JOBS ▸
1 > Answer these questions about the draft text:
(a) What position did Gabe Gross spend some time playing for Auburn?
(b) What speed can Kris Honel reach with his pitches?
(c) What injury caused Honel's stock to drop slightly?
2 > Print the stretch of the draft text from "16. Chicago (AL)" through "in recent years.".
---- DOCUMENT
15. Toronto -- Gabe Gross, OF, Auburn
After using their 2000 and 1999 draft picks on raw Puerto Rican high schoolers, the Blue Jays change course this year and go with a college hitter. A left-handed hitter with both power and speed, Gross spent some time as a quarterback for Auburn before turning to baseball full-time, a testament to his overall athletic ability. He has considerable polish to go with his physical skills, and could end up as a better player than several of the guys drafted ahead of him.
16. Chicago (AL) (from Florida) -- Kris Honel, RHP, Providence Catholic HS, New
The White Sox make a nice move by picking up a home-state high school pitcher. Honel can hit 95 mph, although he is often around 90-91. His curveball is excellent, and he throws strikes and knows how to pitch. He was projected as a top-10 pick before the season began, but his stock dropped slightly after a minor non arm-related injury (a sore wrist). He should be brought along relatively slowly to avoid an excessive workload, but adds to the stable of young pitching collected by the White Sox in recent years.
--------
---- PROVIDED RECORDS
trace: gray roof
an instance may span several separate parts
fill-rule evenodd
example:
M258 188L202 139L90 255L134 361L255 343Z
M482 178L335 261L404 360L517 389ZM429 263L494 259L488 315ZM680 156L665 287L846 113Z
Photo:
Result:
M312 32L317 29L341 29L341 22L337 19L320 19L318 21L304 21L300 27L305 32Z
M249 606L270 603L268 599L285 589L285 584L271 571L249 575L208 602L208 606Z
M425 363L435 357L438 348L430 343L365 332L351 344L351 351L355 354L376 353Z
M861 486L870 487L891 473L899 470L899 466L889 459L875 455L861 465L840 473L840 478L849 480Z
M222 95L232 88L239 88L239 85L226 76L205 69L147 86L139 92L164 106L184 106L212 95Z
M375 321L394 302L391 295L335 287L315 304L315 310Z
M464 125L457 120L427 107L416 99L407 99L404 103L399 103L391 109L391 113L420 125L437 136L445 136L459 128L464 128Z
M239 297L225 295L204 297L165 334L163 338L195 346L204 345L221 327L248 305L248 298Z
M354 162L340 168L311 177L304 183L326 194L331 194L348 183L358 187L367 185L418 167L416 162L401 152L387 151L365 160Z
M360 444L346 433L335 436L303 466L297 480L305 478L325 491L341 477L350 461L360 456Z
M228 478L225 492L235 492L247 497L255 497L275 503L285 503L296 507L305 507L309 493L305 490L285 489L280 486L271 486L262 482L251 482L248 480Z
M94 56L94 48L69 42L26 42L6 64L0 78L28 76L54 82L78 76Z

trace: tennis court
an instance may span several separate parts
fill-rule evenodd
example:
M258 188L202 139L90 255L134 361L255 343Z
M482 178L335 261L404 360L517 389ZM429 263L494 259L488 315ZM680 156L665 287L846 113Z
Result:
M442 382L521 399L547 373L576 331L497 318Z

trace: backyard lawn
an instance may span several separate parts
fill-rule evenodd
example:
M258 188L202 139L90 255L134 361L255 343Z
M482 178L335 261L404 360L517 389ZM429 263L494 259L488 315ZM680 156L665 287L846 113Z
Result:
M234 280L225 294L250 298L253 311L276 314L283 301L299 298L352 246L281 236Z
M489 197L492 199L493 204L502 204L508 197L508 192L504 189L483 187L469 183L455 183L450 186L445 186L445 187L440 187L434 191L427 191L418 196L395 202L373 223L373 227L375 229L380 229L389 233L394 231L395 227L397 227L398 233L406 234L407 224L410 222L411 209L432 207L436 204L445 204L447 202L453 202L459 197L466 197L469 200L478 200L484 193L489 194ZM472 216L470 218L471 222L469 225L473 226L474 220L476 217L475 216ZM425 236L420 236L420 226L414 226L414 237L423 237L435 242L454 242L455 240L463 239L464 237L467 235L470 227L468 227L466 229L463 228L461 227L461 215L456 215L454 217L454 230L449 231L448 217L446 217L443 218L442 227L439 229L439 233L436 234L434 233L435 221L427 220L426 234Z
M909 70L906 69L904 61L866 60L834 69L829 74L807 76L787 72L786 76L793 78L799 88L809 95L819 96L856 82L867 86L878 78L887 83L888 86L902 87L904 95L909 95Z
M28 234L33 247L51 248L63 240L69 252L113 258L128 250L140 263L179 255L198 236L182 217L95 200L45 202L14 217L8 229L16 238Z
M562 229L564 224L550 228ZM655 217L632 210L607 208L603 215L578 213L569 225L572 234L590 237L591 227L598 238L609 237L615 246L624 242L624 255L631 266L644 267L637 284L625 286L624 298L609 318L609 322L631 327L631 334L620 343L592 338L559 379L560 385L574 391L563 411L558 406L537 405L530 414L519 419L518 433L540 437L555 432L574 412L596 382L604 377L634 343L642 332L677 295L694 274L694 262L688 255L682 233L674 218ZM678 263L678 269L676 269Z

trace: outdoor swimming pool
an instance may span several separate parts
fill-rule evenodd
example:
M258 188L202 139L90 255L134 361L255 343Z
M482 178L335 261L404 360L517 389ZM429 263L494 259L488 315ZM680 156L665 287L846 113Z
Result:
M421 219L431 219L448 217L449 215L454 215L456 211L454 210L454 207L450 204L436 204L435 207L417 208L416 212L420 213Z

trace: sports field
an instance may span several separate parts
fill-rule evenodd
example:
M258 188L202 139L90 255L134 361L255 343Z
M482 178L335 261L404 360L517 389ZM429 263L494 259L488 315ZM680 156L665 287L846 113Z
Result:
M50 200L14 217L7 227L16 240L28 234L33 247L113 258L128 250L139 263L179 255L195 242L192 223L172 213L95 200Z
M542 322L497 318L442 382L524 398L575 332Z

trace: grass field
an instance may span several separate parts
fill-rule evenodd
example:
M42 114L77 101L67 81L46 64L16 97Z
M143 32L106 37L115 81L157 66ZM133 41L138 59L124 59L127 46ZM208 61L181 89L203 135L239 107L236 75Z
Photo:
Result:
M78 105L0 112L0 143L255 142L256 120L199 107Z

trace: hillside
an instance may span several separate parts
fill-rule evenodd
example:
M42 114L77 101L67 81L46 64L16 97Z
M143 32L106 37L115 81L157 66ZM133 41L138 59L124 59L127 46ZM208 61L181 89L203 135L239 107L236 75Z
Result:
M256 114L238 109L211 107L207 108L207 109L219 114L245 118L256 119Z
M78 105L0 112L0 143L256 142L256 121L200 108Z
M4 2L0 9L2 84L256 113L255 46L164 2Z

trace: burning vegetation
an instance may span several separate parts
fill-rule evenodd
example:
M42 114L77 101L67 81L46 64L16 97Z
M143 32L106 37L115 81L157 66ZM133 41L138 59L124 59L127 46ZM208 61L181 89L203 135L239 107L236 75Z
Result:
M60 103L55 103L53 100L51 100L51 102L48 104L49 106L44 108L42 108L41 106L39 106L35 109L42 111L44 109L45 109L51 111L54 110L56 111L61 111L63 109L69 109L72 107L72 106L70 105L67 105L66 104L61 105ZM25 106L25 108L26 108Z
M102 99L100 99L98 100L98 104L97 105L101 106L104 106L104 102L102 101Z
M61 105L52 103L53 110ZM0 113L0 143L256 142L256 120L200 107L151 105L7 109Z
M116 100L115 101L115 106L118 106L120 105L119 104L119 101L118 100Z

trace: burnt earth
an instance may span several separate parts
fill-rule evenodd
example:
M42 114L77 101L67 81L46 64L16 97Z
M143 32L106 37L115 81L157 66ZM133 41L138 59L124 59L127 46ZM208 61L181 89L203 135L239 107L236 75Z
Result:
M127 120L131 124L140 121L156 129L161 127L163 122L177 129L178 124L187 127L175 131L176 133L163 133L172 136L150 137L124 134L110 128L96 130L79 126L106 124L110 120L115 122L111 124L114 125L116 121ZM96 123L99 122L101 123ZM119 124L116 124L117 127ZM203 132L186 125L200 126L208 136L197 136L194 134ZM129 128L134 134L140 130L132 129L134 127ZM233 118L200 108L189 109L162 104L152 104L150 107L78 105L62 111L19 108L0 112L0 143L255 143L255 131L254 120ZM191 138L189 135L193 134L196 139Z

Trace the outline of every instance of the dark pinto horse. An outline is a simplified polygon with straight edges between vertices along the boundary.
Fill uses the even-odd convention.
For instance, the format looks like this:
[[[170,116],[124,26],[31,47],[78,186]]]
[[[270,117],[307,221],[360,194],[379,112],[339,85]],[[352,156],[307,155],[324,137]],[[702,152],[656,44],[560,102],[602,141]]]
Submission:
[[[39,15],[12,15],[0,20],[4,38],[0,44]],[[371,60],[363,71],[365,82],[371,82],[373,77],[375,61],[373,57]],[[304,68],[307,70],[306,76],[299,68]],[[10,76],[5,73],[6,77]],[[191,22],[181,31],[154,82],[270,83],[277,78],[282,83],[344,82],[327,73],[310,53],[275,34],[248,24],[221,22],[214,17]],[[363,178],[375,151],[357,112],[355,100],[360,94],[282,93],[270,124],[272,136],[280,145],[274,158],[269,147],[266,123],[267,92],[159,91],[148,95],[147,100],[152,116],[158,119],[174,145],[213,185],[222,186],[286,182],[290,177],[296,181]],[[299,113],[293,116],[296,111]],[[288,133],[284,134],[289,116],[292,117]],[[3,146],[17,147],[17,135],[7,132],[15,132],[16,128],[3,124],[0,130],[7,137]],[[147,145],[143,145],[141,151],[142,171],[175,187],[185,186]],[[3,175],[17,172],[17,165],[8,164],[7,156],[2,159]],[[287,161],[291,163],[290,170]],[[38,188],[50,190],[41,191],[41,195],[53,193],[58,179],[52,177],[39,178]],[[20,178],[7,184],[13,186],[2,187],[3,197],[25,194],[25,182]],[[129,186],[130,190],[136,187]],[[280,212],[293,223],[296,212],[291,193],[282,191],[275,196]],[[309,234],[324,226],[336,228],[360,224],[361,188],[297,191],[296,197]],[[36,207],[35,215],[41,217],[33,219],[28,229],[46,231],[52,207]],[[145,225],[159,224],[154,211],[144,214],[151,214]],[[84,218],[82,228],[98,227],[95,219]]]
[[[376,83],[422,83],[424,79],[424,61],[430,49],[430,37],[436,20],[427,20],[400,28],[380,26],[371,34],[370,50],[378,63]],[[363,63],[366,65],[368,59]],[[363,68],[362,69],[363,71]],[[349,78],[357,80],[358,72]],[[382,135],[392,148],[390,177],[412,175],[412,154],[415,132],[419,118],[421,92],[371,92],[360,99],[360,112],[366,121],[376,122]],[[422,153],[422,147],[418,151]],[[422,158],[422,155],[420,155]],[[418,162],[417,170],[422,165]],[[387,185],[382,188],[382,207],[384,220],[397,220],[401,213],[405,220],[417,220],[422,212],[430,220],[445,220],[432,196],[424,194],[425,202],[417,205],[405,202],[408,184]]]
--------
RESULTS FOR THE EXERCISE ▸
1 >
(a) Quarterback
(b) 95 mph
(c) A sore wrist

2 >
16. Chicago (AL) (from Florida) -- Kris Honel, RHP, Providence Catholic HS, New
The White Sox make a nice move by picking up a home-state high school pitcher. Honel can hit 95 mph, although he is often around 90-91. His curveball is excellent, and he throws strikes and knows how to pitch. He was projected as a top-10 pick before the season began, but his stock dropped slightly after a minor non arm-related injury (a sore wrist). He should be brought along relatively slowly to avoid an excessive workload, but adds to the stable of young pitching collected by the White Sox in recent years.